### Record set
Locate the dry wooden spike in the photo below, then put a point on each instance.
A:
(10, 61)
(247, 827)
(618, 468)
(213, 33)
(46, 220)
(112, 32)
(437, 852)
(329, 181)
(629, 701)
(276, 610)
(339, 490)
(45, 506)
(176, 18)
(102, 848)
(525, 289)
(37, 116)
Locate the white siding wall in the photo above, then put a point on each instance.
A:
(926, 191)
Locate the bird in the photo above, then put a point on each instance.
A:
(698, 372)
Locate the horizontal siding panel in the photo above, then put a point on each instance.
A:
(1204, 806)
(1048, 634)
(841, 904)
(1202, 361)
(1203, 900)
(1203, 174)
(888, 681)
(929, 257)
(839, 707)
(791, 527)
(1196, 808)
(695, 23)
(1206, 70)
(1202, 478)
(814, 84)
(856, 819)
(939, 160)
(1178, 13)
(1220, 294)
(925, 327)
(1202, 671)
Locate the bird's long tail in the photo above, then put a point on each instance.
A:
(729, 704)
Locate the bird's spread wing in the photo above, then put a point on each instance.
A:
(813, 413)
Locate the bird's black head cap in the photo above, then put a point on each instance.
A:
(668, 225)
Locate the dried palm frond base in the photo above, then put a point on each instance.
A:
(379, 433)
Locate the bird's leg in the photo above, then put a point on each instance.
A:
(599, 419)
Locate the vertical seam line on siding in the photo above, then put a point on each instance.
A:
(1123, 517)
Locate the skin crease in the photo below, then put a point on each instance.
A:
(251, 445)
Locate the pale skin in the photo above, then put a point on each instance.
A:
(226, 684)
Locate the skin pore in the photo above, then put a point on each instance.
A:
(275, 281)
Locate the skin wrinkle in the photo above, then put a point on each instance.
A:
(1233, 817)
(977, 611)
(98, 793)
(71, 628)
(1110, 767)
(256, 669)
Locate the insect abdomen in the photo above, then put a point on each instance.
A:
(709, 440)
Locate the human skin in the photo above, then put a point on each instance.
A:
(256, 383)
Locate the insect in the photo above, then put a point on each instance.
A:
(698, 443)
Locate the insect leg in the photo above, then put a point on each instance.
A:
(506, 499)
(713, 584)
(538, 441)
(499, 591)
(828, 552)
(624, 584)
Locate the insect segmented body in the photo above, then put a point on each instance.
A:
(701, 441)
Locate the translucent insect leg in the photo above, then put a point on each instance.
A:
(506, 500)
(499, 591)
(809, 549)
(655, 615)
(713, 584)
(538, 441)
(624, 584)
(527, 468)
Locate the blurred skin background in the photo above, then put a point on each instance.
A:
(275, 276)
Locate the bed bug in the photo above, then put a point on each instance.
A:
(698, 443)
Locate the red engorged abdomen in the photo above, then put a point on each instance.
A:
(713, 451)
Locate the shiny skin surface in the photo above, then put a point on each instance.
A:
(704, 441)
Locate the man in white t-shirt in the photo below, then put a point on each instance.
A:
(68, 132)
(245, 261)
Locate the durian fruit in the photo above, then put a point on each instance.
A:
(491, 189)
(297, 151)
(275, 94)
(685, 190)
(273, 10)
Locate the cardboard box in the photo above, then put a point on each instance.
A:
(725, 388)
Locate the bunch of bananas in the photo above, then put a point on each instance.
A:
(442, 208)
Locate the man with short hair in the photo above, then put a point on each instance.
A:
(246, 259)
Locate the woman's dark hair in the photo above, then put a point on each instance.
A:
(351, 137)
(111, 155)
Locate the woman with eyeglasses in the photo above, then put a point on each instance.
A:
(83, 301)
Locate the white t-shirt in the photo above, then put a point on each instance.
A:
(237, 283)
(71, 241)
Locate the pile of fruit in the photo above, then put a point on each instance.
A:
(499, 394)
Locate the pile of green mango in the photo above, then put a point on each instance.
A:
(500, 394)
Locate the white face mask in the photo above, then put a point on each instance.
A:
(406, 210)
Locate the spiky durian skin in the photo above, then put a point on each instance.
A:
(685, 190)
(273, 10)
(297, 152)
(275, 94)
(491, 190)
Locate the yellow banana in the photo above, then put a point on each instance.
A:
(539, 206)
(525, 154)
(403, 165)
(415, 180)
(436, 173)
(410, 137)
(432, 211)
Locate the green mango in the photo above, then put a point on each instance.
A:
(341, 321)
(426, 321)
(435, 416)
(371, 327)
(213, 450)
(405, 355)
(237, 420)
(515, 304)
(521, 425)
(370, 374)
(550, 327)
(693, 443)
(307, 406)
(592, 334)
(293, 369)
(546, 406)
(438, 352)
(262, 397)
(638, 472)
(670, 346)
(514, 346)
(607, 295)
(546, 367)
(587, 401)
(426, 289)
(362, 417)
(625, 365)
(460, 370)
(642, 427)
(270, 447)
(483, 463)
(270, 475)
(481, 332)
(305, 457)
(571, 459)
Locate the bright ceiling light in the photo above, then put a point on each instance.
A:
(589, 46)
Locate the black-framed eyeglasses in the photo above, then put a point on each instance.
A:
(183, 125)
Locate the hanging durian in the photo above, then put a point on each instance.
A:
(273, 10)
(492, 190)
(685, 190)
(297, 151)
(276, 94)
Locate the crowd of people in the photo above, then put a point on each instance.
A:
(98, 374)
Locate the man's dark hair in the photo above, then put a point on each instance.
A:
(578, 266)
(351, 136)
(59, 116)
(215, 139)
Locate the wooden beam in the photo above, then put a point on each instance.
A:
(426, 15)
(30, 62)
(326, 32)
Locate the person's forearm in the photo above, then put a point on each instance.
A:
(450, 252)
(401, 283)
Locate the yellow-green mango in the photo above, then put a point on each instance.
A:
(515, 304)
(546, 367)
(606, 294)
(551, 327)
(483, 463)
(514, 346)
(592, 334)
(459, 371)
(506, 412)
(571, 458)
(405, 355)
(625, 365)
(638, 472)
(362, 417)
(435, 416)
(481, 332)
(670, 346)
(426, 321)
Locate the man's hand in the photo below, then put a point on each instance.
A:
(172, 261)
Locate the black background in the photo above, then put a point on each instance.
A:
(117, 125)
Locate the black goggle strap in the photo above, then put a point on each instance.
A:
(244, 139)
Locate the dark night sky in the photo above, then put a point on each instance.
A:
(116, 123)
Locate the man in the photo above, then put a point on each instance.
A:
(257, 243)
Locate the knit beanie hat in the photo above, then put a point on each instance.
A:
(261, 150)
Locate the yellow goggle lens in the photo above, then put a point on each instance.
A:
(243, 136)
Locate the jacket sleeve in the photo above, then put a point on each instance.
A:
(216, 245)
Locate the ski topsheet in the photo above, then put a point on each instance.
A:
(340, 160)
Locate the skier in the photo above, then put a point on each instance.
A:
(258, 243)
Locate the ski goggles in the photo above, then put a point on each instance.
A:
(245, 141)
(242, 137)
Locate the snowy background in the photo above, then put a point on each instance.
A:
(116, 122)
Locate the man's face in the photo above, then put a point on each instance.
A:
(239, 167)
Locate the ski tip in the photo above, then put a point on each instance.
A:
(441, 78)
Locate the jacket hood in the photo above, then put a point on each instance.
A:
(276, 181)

### Task to carry out
Each line holding "mango" in the records should be copied out.

### Result of the exercise
Locate the pile of green mango in the photo above, then put a point on each instance.
Locate the green mango in the photo above, then put a point on each instance.
Locate the yellow-green mango in the photo above, then put a point on each instance.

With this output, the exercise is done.